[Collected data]

□ □ □

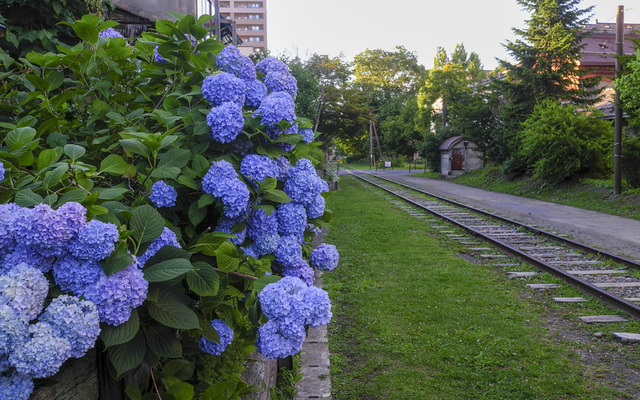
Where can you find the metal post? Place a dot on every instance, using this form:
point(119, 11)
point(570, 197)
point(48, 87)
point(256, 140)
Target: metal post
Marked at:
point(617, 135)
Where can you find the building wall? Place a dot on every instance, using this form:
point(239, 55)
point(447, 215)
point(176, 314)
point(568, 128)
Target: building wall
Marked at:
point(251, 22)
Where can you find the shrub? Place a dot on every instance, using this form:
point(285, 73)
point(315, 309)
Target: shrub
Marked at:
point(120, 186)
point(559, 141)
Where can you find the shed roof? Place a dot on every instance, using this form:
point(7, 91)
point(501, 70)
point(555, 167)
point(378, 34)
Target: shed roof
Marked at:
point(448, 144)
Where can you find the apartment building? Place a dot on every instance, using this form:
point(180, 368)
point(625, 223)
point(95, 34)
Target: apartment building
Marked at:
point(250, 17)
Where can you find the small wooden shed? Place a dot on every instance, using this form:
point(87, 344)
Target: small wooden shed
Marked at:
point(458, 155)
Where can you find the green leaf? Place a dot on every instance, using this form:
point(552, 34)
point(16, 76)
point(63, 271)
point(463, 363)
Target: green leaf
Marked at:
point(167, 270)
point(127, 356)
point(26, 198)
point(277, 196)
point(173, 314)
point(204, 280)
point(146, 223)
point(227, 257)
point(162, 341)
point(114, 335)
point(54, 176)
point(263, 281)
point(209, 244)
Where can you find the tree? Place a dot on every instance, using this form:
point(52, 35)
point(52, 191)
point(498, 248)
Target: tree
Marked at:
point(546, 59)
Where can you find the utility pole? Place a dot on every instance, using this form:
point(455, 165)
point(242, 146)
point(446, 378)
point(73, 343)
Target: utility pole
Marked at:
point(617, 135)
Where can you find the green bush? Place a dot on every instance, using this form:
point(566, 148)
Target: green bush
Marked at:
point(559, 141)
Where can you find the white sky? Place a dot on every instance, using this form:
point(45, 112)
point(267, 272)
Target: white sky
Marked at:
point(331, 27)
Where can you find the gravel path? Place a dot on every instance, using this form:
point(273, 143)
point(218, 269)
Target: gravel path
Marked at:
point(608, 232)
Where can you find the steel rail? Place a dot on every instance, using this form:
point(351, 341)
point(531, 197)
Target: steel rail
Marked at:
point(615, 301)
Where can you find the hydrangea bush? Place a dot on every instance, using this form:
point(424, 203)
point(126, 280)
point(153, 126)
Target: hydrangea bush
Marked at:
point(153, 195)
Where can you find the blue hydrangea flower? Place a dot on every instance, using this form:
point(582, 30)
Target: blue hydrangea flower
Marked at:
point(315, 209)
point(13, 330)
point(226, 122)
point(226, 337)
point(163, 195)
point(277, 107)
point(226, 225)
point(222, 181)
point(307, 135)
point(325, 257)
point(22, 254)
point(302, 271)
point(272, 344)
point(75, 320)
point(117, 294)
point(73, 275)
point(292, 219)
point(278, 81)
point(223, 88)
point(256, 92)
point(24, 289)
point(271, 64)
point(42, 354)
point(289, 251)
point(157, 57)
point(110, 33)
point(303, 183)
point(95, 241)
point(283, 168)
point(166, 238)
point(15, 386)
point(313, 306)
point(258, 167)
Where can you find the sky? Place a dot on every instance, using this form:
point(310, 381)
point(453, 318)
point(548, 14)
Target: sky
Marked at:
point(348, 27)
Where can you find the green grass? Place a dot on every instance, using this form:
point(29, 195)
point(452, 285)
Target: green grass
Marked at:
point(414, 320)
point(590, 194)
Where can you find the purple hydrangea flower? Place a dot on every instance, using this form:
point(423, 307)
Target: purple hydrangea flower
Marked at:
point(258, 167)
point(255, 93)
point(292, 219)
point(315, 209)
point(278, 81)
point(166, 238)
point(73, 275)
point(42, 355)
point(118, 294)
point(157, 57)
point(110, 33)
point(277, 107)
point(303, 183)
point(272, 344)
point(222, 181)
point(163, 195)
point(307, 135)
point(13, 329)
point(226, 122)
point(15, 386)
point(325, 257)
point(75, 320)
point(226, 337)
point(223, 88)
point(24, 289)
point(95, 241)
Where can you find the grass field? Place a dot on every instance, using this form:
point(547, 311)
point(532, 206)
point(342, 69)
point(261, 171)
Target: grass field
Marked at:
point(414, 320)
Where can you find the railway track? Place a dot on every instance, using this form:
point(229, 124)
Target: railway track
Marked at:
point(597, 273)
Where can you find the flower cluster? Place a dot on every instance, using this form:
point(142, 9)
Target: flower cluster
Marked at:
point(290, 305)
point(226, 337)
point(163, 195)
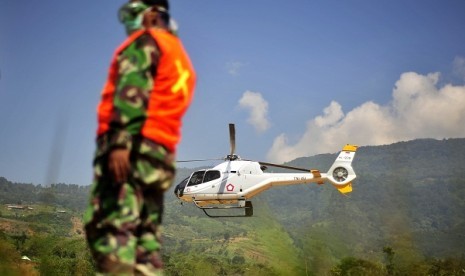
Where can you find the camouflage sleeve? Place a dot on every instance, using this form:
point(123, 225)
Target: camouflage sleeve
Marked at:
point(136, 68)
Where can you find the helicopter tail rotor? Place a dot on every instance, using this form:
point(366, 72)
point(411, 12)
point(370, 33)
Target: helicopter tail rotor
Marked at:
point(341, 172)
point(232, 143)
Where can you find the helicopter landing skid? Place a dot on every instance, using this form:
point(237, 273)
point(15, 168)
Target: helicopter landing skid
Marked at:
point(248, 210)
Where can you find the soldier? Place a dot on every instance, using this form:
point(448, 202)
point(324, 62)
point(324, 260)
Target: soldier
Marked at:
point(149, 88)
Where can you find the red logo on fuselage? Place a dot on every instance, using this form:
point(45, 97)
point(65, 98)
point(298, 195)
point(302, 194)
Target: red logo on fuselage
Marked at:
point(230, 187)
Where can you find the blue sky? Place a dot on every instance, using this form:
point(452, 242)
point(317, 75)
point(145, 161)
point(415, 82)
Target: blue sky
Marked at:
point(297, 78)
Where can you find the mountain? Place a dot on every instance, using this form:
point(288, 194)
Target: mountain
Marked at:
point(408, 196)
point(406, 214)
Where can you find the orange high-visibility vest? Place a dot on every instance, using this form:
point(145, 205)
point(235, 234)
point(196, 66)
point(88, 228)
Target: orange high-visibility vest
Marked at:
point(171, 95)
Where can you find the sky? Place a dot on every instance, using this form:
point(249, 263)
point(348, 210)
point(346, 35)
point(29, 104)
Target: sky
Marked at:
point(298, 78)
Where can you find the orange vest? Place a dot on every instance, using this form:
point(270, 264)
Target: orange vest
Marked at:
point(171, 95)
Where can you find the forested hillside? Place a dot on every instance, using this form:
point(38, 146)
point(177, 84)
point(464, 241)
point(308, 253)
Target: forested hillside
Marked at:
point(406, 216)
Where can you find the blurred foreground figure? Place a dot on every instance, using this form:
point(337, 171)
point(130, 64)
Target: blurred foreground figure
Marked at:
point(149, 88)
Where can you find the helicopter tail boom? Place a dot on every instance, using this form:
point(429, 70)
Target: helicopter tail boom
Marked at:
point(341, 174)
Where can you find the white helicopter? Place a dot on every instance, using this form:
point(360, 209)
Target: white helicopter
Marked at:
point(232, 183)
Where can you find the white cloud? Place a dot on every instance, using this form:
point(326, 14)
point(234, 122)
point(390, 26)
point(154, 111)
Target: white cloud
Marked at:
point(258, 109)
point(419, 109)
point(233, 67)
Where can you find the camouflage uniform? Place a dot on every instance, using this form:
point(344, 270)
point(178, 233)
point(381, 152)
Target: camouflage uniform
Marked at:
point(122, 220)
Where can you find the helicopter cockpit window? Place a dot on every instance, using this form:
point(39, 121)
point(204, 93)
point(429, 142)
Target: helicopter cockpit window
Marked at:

□ □ □

→ What is required: Reproduce every one of the lines above word for word, leaving out the pictures.

→ Result of the exercise:
Where can you find the metal post? Place a dot on every instance, using this form:
point(119, 11)
point(570, 197)
point(48, 87)
point(256, 140)
Target: metal post
Marked at:
point(617, 135)
Where can you find the building wall? Place a dot on every instance, using this form:
point(239, 55)
point(447, 215)
point(176, 314)
point(568, 128)
Target: building wall
Marked at:
point(251, 22)
Where can you find the shrub? Place a dot on every instance, using this form:
point(285, 73)
point(315, 309)
Target: shrub
Marked at:
point(120, 186)
point(559, 141)
Where can you find the shed roof? Place a dot on every instance, using this form:
point(7, 91)
point(501, 70)
point(555, 167)
point(378, 34)
Target: shed roof
Marked at:
point(448, 144)
Where can you find the apartment building? Place a dot on every instance, using this form:
point(180, 368)
point(625, 223)
point(95, 34)
Target: apartment building
Marked at:
point(250, 17)
Where can you find the small wooden shed? Place a dot on every instance, using this form:
point(87, 344)
Target: small wooden shed
Marked at:
point(458, 155)
Where can you find the green leaf? Place a dot on every instance, using this form:
point(552, 34)
point(16, 76)
point(63, 271)
point(463, 363)
Target: green leaf
Marked at:
point(167, 270)
point(127, 356)
point(26, 198)
point(277, 196)
point(173, 314)
point(204, 280)
point(146, 223)
point(227, 257)
point(162, 341)
point(114, 335)
point(54, 176)
point(263, 281)
point(209, 244)
Where can you find the tree? Place a dot on every instance, using this form:
point(52, 35)
point(52, 191)
point(498, 248)
Target: tree
Marked at:
point(546, 59)
Where can you find the utility pole? Place a dot on every instance, using this form:
point(455, 165)
point(242, 146)
point(446, 378)
point(73, 343)
Target: utility pole
Marked at:
point(617, 135)
Where can you find the green bush? Place a dot on every instance, using this form:
point(566, 148)
Target: green bush
Marked at:
point(559, 141)
Where can you find the white sky? Place a dot on every instance, using this form:
point(45, 112)
point(267, 272)
Target: white sky
Marked at:
point(331, 27)
Where can you find the gravel path? Place a dot on every instance, using this form:
point(273, 143)
point(218, 269)
Target: gravel path
Marked at:
point(608, 232)
Where can you find the steel rail? Place a dot on every instance, using this form:
point(351, 341)
point(531, 197)
Target: steel rail
Marked at:
point(615, 301)
Where can you find the hydrangea bush? Place a dot on every instance, using this form:
point(424, 203)
point(126, 280)
point(153, 126)
Target: hydrangea bush
Marked at:
point(153, 195)
Where can you find the blue hydrangea flower? Place a dot on every instance, using this form:
point(582, 30)
Target: blue hydrangea flower
Marked at:
point(315, 209)
point(13, 330)
point(226, 122)
point(226, 337)
point(163, 195)
point(277, 107)
point(226, 225)
point(222, 181)
point(307, 135)
point(325, 257)
point(22, 254)
point(302, 271)
point(272, 344)
point(75, 320)
point(117, 294)
point(73, 275)
point(292, 219)
point(278, 81)
point(223, 88)
point(256, 92)
point(24, 289)
point(271, 64)
point(42, 354)
point(289, 251)
point(157, 57)
point(110, 33)
point(303, 183)
point(95, 241)
point(283, 168)
point(166, 238)
point(15, 386)
point(313, 306)
point(258, 167)
Where can you find the sky? Place a dot on every instance, using this form:
point(310, 381)
point(453, 318)
point(548, 14)
Target: sky
Marked at:
point(348, 27)
Where can you find the green grass? Place a dot on every instance, using this form:
point(29, 195)
point(452, 285)
Target: green grass
Marked at:
point(414, 320)
point(590, 194)
Where can you find the purple hydrangea flower? Place a dot on every instance, using this form:
point(423, 307)
Target: purple hydrangea flower
Marked at:
point(258, 167)
point(255, 93)
point(292, 219)
point(315, 209)
point(278, 81)
point(166, 238)
point(73, 275)
point(42, 355)
point(118, 294)
point(157, 57)
point(110, 33)
point(277, 107)
point(303, 183)
point(272, 344)
point(222, 181)
point(163, 195)
point(307, 135)
point(13, 329)
point(226, 122)
point(15, 386)
point(325, 257)
point(75, 320)
point(226, 337)
point(223, 88)
point(24, 289)
point(95, 241)
Where can you find the grass field? Place a dot on every instance, using this form:
point(547, 311)
point(532, 206)
point(342, 69)
point(261, 171)
Target: grass field
Marked at:
point(414, 320)
Where can you find the railway track? Place a dot on every instance, using this form:
point(229, 124)
Target: railway track
Marked at:
point(597, 273)
Where can you find the flower cluster? Place a dot on every instance, using this form:
point(142, 9)
Target: flower cluster
Marked at:
point(290, 305)
point(226, 337)
point(163, 195)
Where can you find the camouflage sleeve? Place a dot on every instance, using this form:
point(123, 225)
Target: camouflage sleeve
Marked at:
point(136, 68)
Where can you find the helicopter tail rotor? Place a dot on every instance, using this form:
point(366, 72)
point(411, 12)
point(370, 33)
Target: helicopter tail rotor
Marked at:
point(341, 172)
point(232, 143)
Where can you find the helicopter landing skid? Place a dot on every instance, using this form:
point(237, 273)
point(15, 168)
Target: helicopter landing skid
Marked at:
point(248, 210)
Where can you find the soldier? Place a dot on every instance, using this form:
point(448, 202)
point(324, 62)
point(324, 260)
Target: soldier
Marked at:
point(149, 88)
Where can you find the red logo on fuselage? Place a dot on every instance, using this form:
point(45, 97)
point(65, 98)
point(298, 195)
point(302, 194)
Target: red logo on fuselage
Marked at:
point(230, 187)
Where can you find the blue sky? Place a dot on every instance, using this form:
point(452, 242)
point(317, 75)
point(145, 161)
point(415, 82)
Target: blue sky
Marked at:
point(297, 78)
Where can you find the mountain? Place a dot on every instance, using this form:
point(288, 194)
Target: mountain
Marked at:
point(408, 196)
point(406, 214)
Where can you find the orange high-visibility vest? Place a dot on every instance, using this form:
point(145, 205)
point(235, 234)
point(196, 66)
point(88, 228)
Target: orange high-visibility vest
Marked at:
point(171, 95)
Where can you find the sky? Place a dot on every instance, using this form:
point(249, 263)
point(348, 210)
point(346, 35)
point(29, 104)
Target: sky
Marked at:
point(298, 78)
Where can you find the orange vest? Place a dot on every instance, using this form:
point(270, 264)
Target: orange vest
Marked at:
point(171, 95)
Where can you find the forested hillside? Place a dot on every instance, using this form:
point(38, 146)
point(177, 84)
point(464, 241)
point(308, 253)
Target: forested hillside
Marked at:
point(406, 216)
Where can you find the blurred foreground figure? Place a dot on every instance, using this form:
point(337, 171)
point(130, 64)
Target: blurred foreground figure
Marked at:
point(149, 88)
Where can you find the helicopter tail boom? Place a dot on every instance, using this form:
point(429, 70)
Target: helicopter tail boom
Marked at:
point(341, 174)
Where can you find the white helicopter? Place a dot on every instance, using this form:
point(360, 209)
Target: white helicopter
Marked at:
point(232, 183)
Where can you find the white cloud? Place a dot on every instance, using this form:
point(326, 14)
point(234, 122)
point(390, 26)
point(154, 111)
Target: white cloud
Marked at:
point(258, 109)
point(419, 109)
point(233, 67)
Where can you find the camouflage uniform? Place a dot on every instance, using this form:
point(344, 270)
point(178, 233)
point(381, 152)
Target: camouflage uniform
Marked at:
point(122, 220)
Where can you find the helicopter cockpit window? Place a dot on every instance, using this form:
point(39, 121)
point(204, 93)
point(429, 142)
Target: helicopter cockpit window
Marked at:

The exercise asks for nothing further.